*Work to do:* Below are records to repeat exactly. Omit the pictures from the copy.
-- Start --
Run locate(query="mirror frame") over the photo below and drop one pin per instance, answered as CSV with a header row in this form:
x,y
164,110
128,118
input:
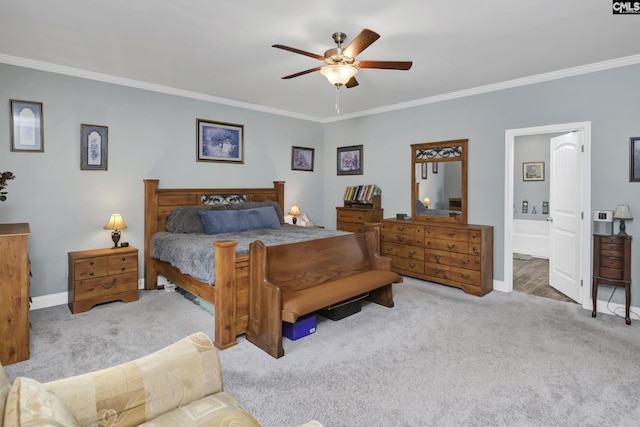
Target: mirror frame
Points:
x,y
441,151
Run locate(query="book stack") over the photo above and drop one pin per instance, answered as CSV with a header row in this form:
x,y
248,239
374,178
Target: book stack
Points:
x,y
361,193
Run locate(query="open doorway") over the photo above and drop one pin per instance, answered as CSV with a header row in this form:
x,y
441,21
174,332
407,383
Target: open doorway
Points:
x,y
577,266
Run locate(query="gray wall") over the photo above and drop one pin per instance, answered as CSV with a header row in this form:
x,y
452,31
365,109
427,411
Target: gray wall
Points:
x,y
152,135
530,148
609,99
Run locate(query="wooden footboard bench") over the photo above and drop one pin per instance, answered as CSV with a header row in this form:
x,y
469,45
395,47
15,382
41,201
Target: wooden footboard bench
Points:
x,y
289,281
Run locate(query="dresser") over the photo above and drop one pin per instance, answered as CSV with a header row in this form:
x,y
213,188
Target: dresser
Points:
x,y
612,266
14,293
102,275
353,218
452,254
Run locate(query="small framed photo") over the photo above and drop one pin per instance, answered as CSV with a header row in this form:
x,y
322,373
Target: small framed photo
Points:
x,y
634,159
349,160
302,159
219,142
533,171
27,126
93,146
424,169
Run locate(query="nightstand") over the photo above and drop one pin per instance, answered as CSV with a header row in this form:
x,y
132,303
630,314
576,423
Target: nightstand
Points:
x,y
102,275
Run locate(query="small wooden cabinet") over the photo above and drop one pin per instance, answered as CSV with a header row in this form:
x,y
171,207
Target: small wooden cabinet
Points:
x,y
14,293
612,266
102,275
353,218
451,254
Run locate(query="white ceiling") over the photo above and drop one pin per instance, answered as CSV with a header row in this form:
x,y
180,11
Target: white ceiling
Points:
x,y
221,50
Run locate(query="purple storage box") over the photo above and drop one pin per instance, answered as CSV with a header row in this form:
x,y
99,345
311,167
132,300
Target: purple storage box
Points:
x,y
305,325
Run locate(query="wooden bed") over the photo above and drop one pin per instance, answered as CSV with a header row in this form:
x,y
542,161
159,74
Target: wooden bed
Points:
x,y
230,293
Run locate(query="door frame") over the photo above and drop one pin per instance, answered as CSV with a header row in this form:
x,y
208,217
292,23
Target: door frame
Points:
x,y
585,226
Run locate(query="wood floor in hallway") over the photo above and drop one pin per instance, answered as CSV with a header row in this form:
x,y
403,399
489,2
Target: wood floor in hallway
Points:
x,y
532,277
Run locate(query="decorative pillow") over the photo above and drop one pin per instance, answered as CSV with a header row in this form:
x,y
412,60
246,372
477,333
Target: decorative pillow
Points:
x,y
229,221
186,219
29,403
252,205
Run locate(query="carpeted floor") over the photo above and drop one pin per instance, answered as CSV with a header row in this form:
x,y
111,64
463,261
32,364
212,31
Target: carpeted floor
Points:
x,y
439,357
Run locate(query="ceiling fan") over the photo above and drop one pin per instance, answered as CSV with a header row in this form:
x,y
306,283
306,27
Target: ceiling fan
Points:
x,y
341,64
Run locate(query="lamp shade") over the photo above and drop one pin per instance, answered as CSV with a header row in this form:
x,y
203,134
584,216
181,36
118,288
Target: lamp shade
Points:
x,y
338,74
622,212
295,210
115,223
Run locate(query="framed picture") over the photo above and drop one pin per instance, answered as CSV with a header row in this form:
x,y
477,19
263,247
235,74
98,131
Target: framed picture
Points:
x,y
634,159
93,146
349,160
302,159
27,128
424,169
220,142
533,171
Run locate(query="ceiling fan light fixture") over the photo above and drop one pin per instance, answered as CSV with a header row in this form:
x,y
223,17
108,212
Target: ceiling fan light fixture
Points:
x,y
338,74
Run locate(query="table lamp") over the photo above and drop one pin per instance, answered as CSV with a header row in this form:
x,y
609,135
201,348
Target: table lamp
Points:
x,y
116,223
294,212
622,213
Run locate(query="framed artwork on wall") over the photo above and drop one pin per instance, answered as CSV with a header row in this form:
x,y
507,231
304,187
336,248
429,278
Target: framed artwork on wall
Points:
x,y
93,146
424,169
219,142
634,159
302,159
27,126
349,160
533,171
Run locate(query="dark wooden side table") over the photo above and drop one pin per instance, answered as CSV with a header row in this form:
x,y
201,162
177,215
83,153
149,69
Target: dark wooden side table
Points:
x,y
612,266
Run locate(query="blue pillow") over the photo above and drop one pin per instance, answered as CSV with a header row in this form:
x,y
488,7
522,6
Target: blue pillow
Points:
x,y
228,221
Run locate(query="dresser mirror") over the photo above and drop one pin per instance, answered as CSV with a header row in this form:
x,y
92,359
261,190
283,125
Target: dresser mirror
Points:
x,y
439,181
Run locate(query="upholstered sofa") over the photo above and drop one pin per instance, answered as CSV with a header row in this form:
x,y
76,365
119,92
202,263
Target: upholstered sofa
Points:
x,y
180,385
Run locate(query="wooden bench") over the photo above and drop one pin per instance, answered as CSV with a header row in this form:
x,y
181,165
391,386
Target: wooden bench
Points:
x,y
292,280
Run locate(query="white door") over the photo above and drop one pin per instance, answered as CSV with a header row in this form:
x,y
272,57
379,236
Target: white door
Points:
x,y
565,213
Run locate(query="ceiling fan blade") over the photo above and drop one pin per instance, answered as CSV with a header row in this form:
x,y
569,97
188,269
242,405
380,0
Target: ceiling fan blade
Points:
x,y
361,42
352,83
302,73
385,65
301,52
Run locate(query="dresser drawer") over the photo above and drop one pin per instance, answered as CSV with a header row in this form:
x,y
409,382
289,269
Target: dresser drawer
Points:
x,y
123,263
352,227
107,285
610,273
91,267
405,251
611,262
446,233
407,264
-- End --
*Output below:*
Run locate(query="mirror frame") over the photo below and drop one pin per instance, answered as CSV with a header row in this form:
x,y
164,110
128,118
input:
Target: mirror frame
Points:
x,y
441,151
Run locate(query="book stack") over the photo above and drop one pin per instance, answered as CSV with a header row in this form:
x,y
248,239
374,178
Target: book stack
Points:
x,y
361,193
Run locate(query="open doorway") over the photo above and drop one pin per instance, answered as CSV with a header row in this form:
x,y
441,21
174,332
407,383
Target: open doorway
Points:
x,y
577,266
Run locate(query="gray wall") over the photo above and drop one pin per instance, answered as CSV with a header row in this form:
x,y
452,31
365,109
427,411
Target: gray wall
Points:
x,y
152,135
530,148
609,99
Run locate(query="wooden footboard bench") over the photo above and drop one pin per instance, answered as CSV with a header row in this form:
x,y
469,45
395,47
15,382
41,201
Target: wooden footboard bench
Points:
x,y
289,281
Run locate(query="dresser") over the photo above and drop one pin per instance, answered as CSV with a header row in this form:
x,y
213,188
Target: dresser
Points:
x,y
612,266
14,293
102,275
353,218
452,254
Run locate(query="small framed photo") over the photo above and drop one pin per instance, answered as CSV with a header row in this form:
x,y
322,373
Target: small framed photo
Points:
x,y
634,159
349,160
302,159
219,142
533,171
27,126
93,146
424,169
Run locate(query="nightstand") over the photo above and drop one pin per instance, answered as CSV with a header row in this form:
x,y
132,303
630,314
576,423
Target: nightstand
Points:
x,y
102,275
Run locate(query="small wooden cabinet") over the photo above and drop one pin per instance, answered as CSV with a header row in this form:
x,y
171,207
Target: small wooden cabinet
Points:
x,y
14,293
612,266
102,275
353,218
451,254
Run locate(query="white ceiling") over the photo above and drop one pin per instance, answered as CSV with a header row in this form:
x,y
180,11
Target: white ceiling
Points:
x,y
221,50
Run locate(query="purple storage box") over the photo above and drop one pin per instance, answered as CSV with a header row in this form:
x,y
99,345
311,167
132,300
Target: purple storage box
Points:
x,y
305,325
Run locate(query="wooden bed") over the photo above and drop one pin per instance, answered as CSV with a header row in this form:
x,y
542,161
159,74
Target: wooden bed
Points:
x,y
230,293
Run locate(query="door frame") over the photo above and drop one pin per instance, answered as CSV with a header row in this form:
x,y
208,217
292,23
Target: door frame
Points:
x,y
585,226
Run locate(query="wood floor in hallway") over the photo above and drop one pin per instance, answered as CSV with a header row in this form:
x,y
403,399
489,2
Target: wood floor in hallway
Points:
x,y
532,277
Run locate(query="decorative pillow") over the photo above and drop one pin per instance, answered as CSV with a header row in this form:
x,y
412,60
246,372
477,333
Target: decorative pillow
Points:
x,y
229,221
186,219
29,403
252,205
Run locate(query="carpeted floor") over the photo above and drop one pin per instance, answered as CSV with a header row in this form:
x,y
111,64
463,261
32,364
212,31
Target: carpeted floor
Points:
x,y
439,357
Run locate(query="ceiling fan") over the photo above and drop one pin per instance, answered as CSV with a header row in this form:
x,y
306,283
306,27
Target: ceiling fan
Points:
x,y
341,64
Run locate(query="lamp shade") over the photo above and drop one pin per instance, answered as CSV with a header row in this form:
x,y
203,134
584,216
181,36
118,288
Target: lamp shade
Points:
x,y
338,74
622,212
295,210
115,223
Run locate(query="framed picture") over the photo above and drop one pin per instance, answered as CSV with a header row in this form:
x,y
477,19
263,247
235,74
98,131
Target: framed picture
Points:
x,y
634,159
93,146
349,160
302,159
27,128
424,169
220,142
533,171
Run locate(query="ceiling fan light fixture") over the photo above and drop one pin per instance, answered as CSV with a header row in this form:
x,y
223,17
108,212
Target: ceiling fan light fixture
Points:
x,y
338,74
Run locate(query="table lamp") over the photo above and drop one pin per instance, answered as CSV with a header row in this form:
x,y
609,135
201,348
Target: table lamp
Points:
x,y
116,223
294,212
622,213
Run locate(query="framed artwork on wall") over the photo above and drop one pin per instance, answered as CSV with a header row in this form:
x,y
507,231
304,187
336,248
429,278
Target: framed artwork on wall
Points:
x,y
93,146
424,169
219,142
634,159
302,159
27,126
349,160
533,171
Run locate(query="dark wooden side table") over the photo above and drop one pin per instance, answered as CSV with a header row in this form:
x,y
201,162
177,215
83,153
149,69
Target: dark wooden side table
Points:
x,y
612,266
Run locate(query="blue pillow") over the photo above and drop one pin per instance, answered as CSV with a header row in this form:
x,y
488,7
522,6
Target: blue pillow
Points:
x,y
228,221
Run locate(query="dresser mirror") over the photo above and drop one pin per instance, answered as CSV with a header row in this form:
x,y
92,359
261,190
283,125
Target: dresser mirror
Points:
x,y
439,181
Run locate(query="upholstered sofa") over the photo above and drop one pin per instance, answered as CSV with a header row in this form:
x,y
76,365
119,92
202,263
Target: upholstered sofa
Points:
x,y
180,385
Run locate(query="wooden bench") over the photo above and drop one pin per instance, answered as CSV with a header row in this form:
x,y
181,165
391,386
Target: wooden bench
Points:
x,y
292,280
Run locate(query="white door") over the photo above and drop one pin per instance, answered as CSV with a header row in this form:
x,y
272,57
379,236
Target: white door
Points:
x,y
565,213
Run locate(query="ceiling fan blade") over the photo above and drop one pin per instance, answered as CSV with a header row in this form:
x,y
569,97
188,269
242,405
380,0
Target: ceiling fan blade
Points:
x,y
361,42
352,83
302,73
385,65
301,52
Run locate(query="dresser drawer") over the photo above and drop one pin per instance, answered as CSV with a header row in this form:
x,y
409,382
289,269
Target: dresser drawer
Points:
x,y
123,263
352,227
107,285
610,273
91,267
405,251
611,262
446,233
407,264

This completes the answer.